[Polygon annotations for photos]

= = = =

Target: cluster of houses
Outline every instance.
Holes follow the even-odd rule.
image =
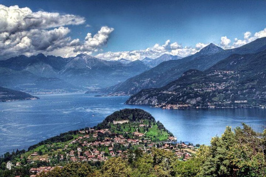
[[[116,121],[114,123],[120,123],[122,122]],[[139,126],[141,127],[141,125],[140,125]],[[101,137],[101,138],[97,138],[97,140],[96,140],[97,139],[95,138],[97,138],[96,135],[97,136],[98,132],[111,133],[108,129],[95,130],[90,129],[88,130],[80,131],[79,133],[81,134],[80,136],[70,142],[69,144],[65,145],[64,147],[63,146],[63,149],[66,152],[66,154],[60,154],[60,156],[57,158],[60,160],[66,159],[67,158],[67,160],[68,161],[69,160],[70,161],[73,162],[104,161],[110,157],[121,157],[126,159],[128,155],[127,151],[122,151],[119,149],[117,150],[117,148],[115,150],[115,144],[118,144],[126,148],[130,144],[132,145],[138,146],[137,148],[142,150],[143,153],[149,150],[150,148],[152,147],[171,151],[174,152],[179,158],[186,161],[191,157],[191,155],[182,149],[193,149],[194,148],[193,146],[188,146],[185,144],[171,143],[171,142],[176,142],[176,138],[174,137],[169,137],[167,142],[161,143],[158,147],[157,146],[158,144],[158,143],[152,142],[150,139],[147,138],[141,138],[141,139],[140,138],[145,135],[138,132],[134,133],[135,138],[125,138],[123,135],[119,134],[112,136],[113,138]],[[95,138],[92,139],[92,137]],[[95,140],[91,141],[91,139]],[[74,147],[75,148],[73,148]],[[101,151],[101,150],[104,151]],[[36,156],[38,155],[38,153],[35,152],[32,154],[31,156]],[[40,160],[48,160],[45,158],[41,158],[40,156],[39,157]],[[31,173],[37,175],[43,171],[45,172],[52,170],[54,168],[54,167],[41,167],[37,169],[31,169],[30,171]]]
[[[30,172],[32,173],[34,173],[36,174],[32,174],[30,176],[30,177],[36,177],[39,175],[41,173],[46,173],[48,171],[53,170],[56,167],[41,167],[38,168],[31,168],[30,169]],[[58,166],[58,167],[62,168],[63,167]]]

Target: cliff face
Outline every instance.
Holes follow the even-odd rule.
[[[209,69],[191,70],[158,89],[143,90],[126,103],[161,107],[264,107],[266,50],[232,55]]]

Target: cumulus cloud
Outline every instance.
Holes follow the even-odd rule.
[[[247,31],[244,34],[244,39],[239,39],[237,38],[235,38],[235,42],[231,46],[231,48],[236,48],[242,46],[256,39],[266,37],[266,28],[263,30],[255,33],[252,36],[251,33]]]
[[[0,32],[14,33],[30,29],[47,29],[68,25],[84,23],[84,17],[70,14],[39,11],[33,12],[18,6],[0,5]]]
[[[0,4],[0,58],[40,53],[67,57],[81,53],[91,55],[102,52],[102,47],[114,29],[103,26],[96,34],[88,33],[84,39],[73,39],[69,36],[70,30],[65,26],[83,24],[90,27],[85,22],[84,17],[77,15],[43,11],[34,12],[27,7]],[[226,36],[222,36],[219,45],[224,49],[234,48],[265,37],[266,28],[253,35],[247,31],[242,39],[235,38],[231,41]],[[146,49],[109,51],[95,56],[107,60],[124,58],[131,60],[145,57],[155,58],[164,54],[184,57],[196,53],[208,44],[199,42],[194,46],[183,46],[177,42],[171,43],[167,40],[162,44],[156,44]]]
[[[77,46],[75,51],[97,51],[97,49],[106,44],[110,34],[114,30],[113,28],[103,26],[93,37],[91,33],[88,33],[83,45]]]
[[[226,36],[221,37],[221,46],[224,49],[230,49],[231,46],[230,45],[231,40],[228,39]]]
[[[68,36],[70,30],[64,26],[85,21],[77,15],[33,12],[27,7],[0,5],[0,56],[4,59],[39,53],[68,56],[81,52],[91,54],[106,44],[114,29],[103,27],[93,37],[88,33],[82,41]]]
[[[207,45],[202,44],[203,46]],[[164,54],[184,57],[195,54],[203,47],[197,49],[187,46],[183,47],[176,42],[171,43],[169,40],[168,40],[162,45],[156,44],[153,47],[145,49],[116,52],[108,52],[99,54],[95,56],[107,60],[116,60],[123,58],[131,60],[141,60],[145,57],[154,59]]]

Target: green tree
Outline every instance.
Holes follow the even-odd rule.
[[[128,177],[131,169],[120,157],[112,158],[105,162],[101,172],[103,177]]]

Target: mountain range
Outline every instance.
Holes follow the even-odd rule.
[[[182,57],[178,55],[172,55],[166,54],[163,54],[159,57],[153,59],[148,57],[145,57],[141,60],[145,64],[149,66],[152,68],[155,67],[158,65],[163,62],[171,60],[177,60],[181,59]]]
[[[131,95],[143,89],[160,88],[175,80],[189,70],[203,71],[232,54],[252,53],[266,49],[266,37],[258,39],[238,48],[226,50],[211,43],[193,55],[180,60],[163,62],[125,82],[101,91]],[[148,59],[146,60],[148,61]]]
[[[147,65],[124,59],[106,61],[86,54],[64,58],[42,54],[0,60],[0,85],[34,93],[73,92],[114,85],[178,56],[164,55]]]
[[[144,89],[129,104],[164,108],[266,106],[266,49],[233,54],[204,71],[191,69],[159,88]]]

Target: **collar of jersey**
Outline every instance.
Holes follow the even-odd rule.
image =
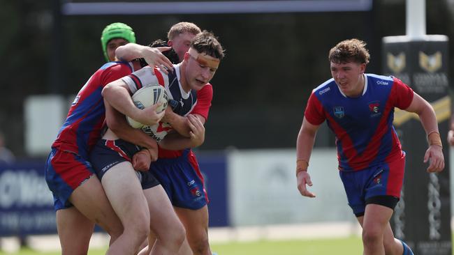
[[[364,76],[364,88],[363,88],[363,94],[361,95],[364,95],[364,94],[366,93],[366,91],[367,91],[367,75],[366,75],[365,73],[363,73],[363,75]],[[342,95],[344,95],[344,97],[350,98],[350,97],[346,96],[346,95],[345,95],[342,92],[342,91],[341,91],[341,89],[339,87],[339,85],[337,85],[337,84],[336,84],[336,86],[337,86],[337,88],[339,88],[339,92],[340,92],[341,94],[342,94]]]

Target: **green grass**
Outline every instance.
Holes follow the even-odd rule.
[[[360,254],[360,238],[316,239],[312,240],[257,241],[213,244],[212,250],[219,255],[316,255]]]
[[[229,243],[214,243],[212,250],[219,255],[314,255],[360,254],[363,252],[361,240],[359,238],[339,239],[316,239],[314,240],[288,240],[256,242],[235,242]],[[106,249],[90,249],[89,255],[101,255]],[[57,255],[59,252],[38,252],[29,249],[22,249],[18,253],[6,254],[0,252],[0,255]]]

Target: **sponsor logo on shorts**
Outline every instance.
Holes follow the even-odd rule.
[[[112,167],[113,167],[114,165],[115,165],[117,164],[118,164],[118,161],[115,161],[115,162],[110,163],[110,164],[108,164],[107,166],[104,167],[102,169],[101,169],[101,171],[103,172],[103,173],[105,172],[105,171],[107,171],[108,170],[111,169]]]
[[[202,193],[198,190],[198,187],[194,187],[190,190],[191,190],[191,194],[192,194],[192,195],[194,196],[200,196],[202,195]]]
[[[327,93],[328,91],[330,91],[331,88],[330,87],[325,88],[322,89],[321,91],[318,91],[318,95],[323,95],[324,93]]]

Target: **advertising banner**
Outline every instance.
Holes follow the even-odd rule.
[[[44,162],[0,164],[0,236],[57,233]]]
[[[418,116],[396,109],[394,125],[407,154],[404,189],[391,225],[395,236],[406,240],[416,254],[451,255],[448,38],[426,36],[425,40],[411,41],[405,36],[386,37],[383,47],[385,75],[402,80],[434,107],[446,162],[440,173],[426,171],[423,159],[427,135]]]

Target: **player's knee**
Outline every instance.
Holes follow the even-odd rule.
[[[124,233],[137,238],[138,241],[142,242],[147,239],[149,232],[149,215],[146,214],[131,217],[124,223]]]
[[[192,238],[190,242],[190,246],[194,254],[206,254],[210,251],[208,237],[206,235],[199,236],[198,238]]]
[[[375,229],[363,229],[362,238],[365,245],[374,245],[378,242],[383,242],[383,233]]]
[[[175,232],[170,232],[173,233],[173,242],[174,242],[174,245],[180,247],[186,238],[186,230],[184,229],[183,224],[180,222],[179,222],[178,224],[176,224],[174,228]],[[173,233],[175,233],[175,235],[173,235]]]

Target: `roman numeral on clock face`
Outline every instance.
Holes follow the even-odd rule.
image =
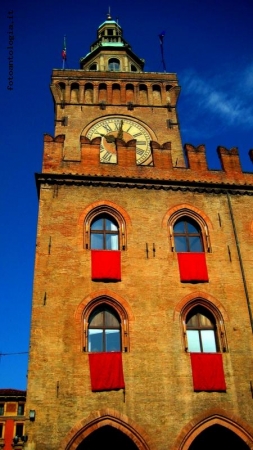
[[[103,155],[101,155],[102,161],[109,162],[111,160],[111,158],[112,158],[112,153],[109,153],[107,151],[105,153],[103,153]]]
[[[110,133],[110,131],[112,131],[110,125],[108,123],[103,123],[102,127],[108,132]]]

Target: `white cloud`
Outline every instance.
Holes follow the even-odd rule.
[[[253,65],[240,73],[230,71],[206,79],[188,71],[183,74],[181,85],[183,101],[194,105],[191,122],[199,117],[202,123],[204,120],[209,124],[209,131],[210,122],[223,129],[253,127]]]

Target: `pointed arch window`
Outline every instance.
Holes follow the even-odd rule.
[[[117,312],[107,305],[100,305],[89,317],[88,351],[121,351],[120,318]]]
[[[201,228],[190,217],[183,216],[176,221],[173,227],[176,252],[203,252],[203,239]]]
[[[125,250],[126,223],[120,212],[109,205],[92,209],[84,221],[86,249]]]
[[[209,302],[196,299],[182,313],[185,350],[194,353],[226,352],[222,315]]]
[[[186,334],[189,352],[213,353],[219,350],[216,322],[210,311],[195,306],[186,317]]]
[[[120,62],[117,58],[111,58],[108,61],[108,69],[116,72],[120,70]]]
[[[220,352],[226,351],[221,314],[204,300],[196,299],[186,307],[184,319],[185,350],[190,353],[194,391],[226,391]]]
[[[118,301],[109,297],[95,299],[83,317],[84,351],[129,351],[128,315]]]
[[[92,250],[119,250],[119,225],[108,214],[100,214],[91,222],[90,248]]]

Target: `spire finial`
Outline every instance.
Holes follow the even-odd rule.
[[[111,8],[110,8],[110,6],[109,6],[108,13],[107,13],[107,20],[112,20],[112,16],[111,16]]]

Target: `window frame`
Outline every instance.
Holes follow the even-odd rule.
[[[226,353],[228,351],[226,333],[225,333],[225,325],[224,320],[221,315],[221,312],[209,301],[197,298],[187,303],[181,312],[181,321],[182,321],[182,331],[183,331],[183,343],[185,352],[191,353],[188,349],[188,338],[187,338],[187,316],[192,311],[192,309],[204,309],[207,311],[207,314],[211,315],[214,319],[214,335],[216,342],[216,352],[215,353]],[[207,329],[205,327],[201,329]],[[211,329],[211,328],[208,328]],[[193,352],[194,353],[194,352]],[[208,353],[201,351],[200,353]]]
[[[22,423],[22,422],[16,422],[16,424],[15,424],[15,436],[18,436],[19,438],[21,438],[22,436],[24,436],[24,423]],[[22,434],[18,434],[17,433],[17,429],[18,429],[18,427],[20,427],[20,429],[22,429]]]
[[[107,215],[118,224],[118,250],[126,250],[126,223],[123,216],[108,205],[101,205],[92,209],[84,219],[84,248],[91,250],[91,224],[97,216]]]
[[[115,57],[108,59],[108,70],[110,72],[120,72],[120,60]]]
[[[22,413],[19,412],[19,408],[22,409]],[[25,415],[25,403],[18,403],[18,409],[17,409],[17,415],[18,416],[24,416]]]
[[[180,231],[175,231],[175,226],[178,223],[182,223],[183,224],[183,229],[184,231],[180,232]],[[196,232],[191,232],[189,230],[189,225],[192,225],[195,227]],[[184,239],[184,243],[186,244],[186,250],[182,250],[182,251],[178,251],[176,250],[176,242],[177,242],[177,237],[181,237]],[[200,244],[201,250],[198,251],[198,253],[203,253],[204,252],[204,244],[203,244],[203,236],[202,236],[202,232],[201,232],[201,228],[198,224],[198,222],[196,222],[195,220],[193,220],[192,218],[188,217],[188,216],[182,216],[179,219],[177,219],[177,221],[174,223],[173,226],[173,238],[174,238],[174,243],[175,243],[175,251],[177,253],[194,253],[194,250],[191,250],[191,238],[198,238],[198,242]]]
[[[203,252],[204,253],[211,253],[211,242],[210,242],[210,235],[209,230],[206,221],[203,219],[203,217],[200,214],[197,214],[195,211],[189,209],[189,208],[182,208],[174,212],[169,218],[168,221],[168,228],[169,228],[169,240],[170,240],[170,246],[171,251],[175,253],[176,252],[176,246],[175,246],[175,239],[174,239],[174,226],[176,222],[178,222],[180,219],[183,220],[183,218],[189,218],[193,222],[196,222],[198,225],[200,231],[201,231],[201,238],[202,238],[202,245],[203,245]]]
[[[106,313],[109,313],[110,315],[112,315],[114,317],[114,319],[116,319],[116,323],[117,326],[113,326],[113,325],[107,325],[106,324]],[[100,325],[92,325],[93,319],[95,319],[95,317],[98,314],[102,314],[102,323]],[[92,316],[92,317],[91,317]],[[121,352],[122,351],[122,339],[121,339],[121,320],[120,317],[118,316],[116,310],[114,308],[111,308],[111,306],[108,306],[106,303],[103,303],[101,305],[96,306],[93,311],[91,312],[90,316],[89,316],[89,321],[88,321],[88,352],[89,353],[96,353],[96,352],[103,352],[103,353],[110,353],[110,352]],[[90,347],[90,330],[101,330],[102,331],[102,349],[101,350],[94,350],[94,349],[89,349]],[[117,330],[119,332],[119,349],[115,349],[115,350],[108,350],[107,349],[107,331],[109,330]]]
[[[89,330],[89,318],[91,314],[99,307],[107,306],[108,309],[115,311],[116,316],[119,318],[120,323],[120,343],[121,352],[129,352],[129,320],[125,308],[115,299],[108,296],[101,296],[90,302],[83,312],[83,343],[82,349],[85,353],[89,352],[88,343],[88,330]]]
[[[98,228],[98,229],[92,229],[93,224],[97,221],[97,220],[101,220],[102,221],[102,227]],[[107,225],[108,222],[111,223],[112,225],[114,225],[116,227],[116,229],[108,229]],[[92,237],[96,235],[99,235],[102,237],[102,248],[96,248],[92,246]],[[113,237],[117,237],[117,248],[107,248],[108,244],[107,241],[109,239],[110,244],[113,242]],[[114,217],[108,215],[108,214],[104,214],[102,213],[101,215],[97,215],[94,217],[94,219],[91,221],[90,224],[90,248],[91,250],[119,250],[119,224],[118,222],[114,219]]]

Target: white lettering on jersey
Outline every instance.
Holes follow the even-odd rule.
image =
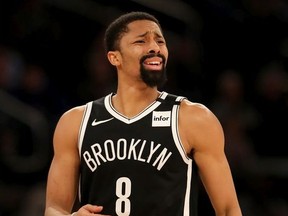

= = = =

EXERCISE PROMPT:
Copy the records word for word, starting at the line that contains "Target: white lettering on jersey" and ending at the end of the records. Leave the pictures out.

RESULT OF THIS EXERCISE:
Target: white lettering on jersey
Outline every instance.
Holes follow the even-odd rule.
image =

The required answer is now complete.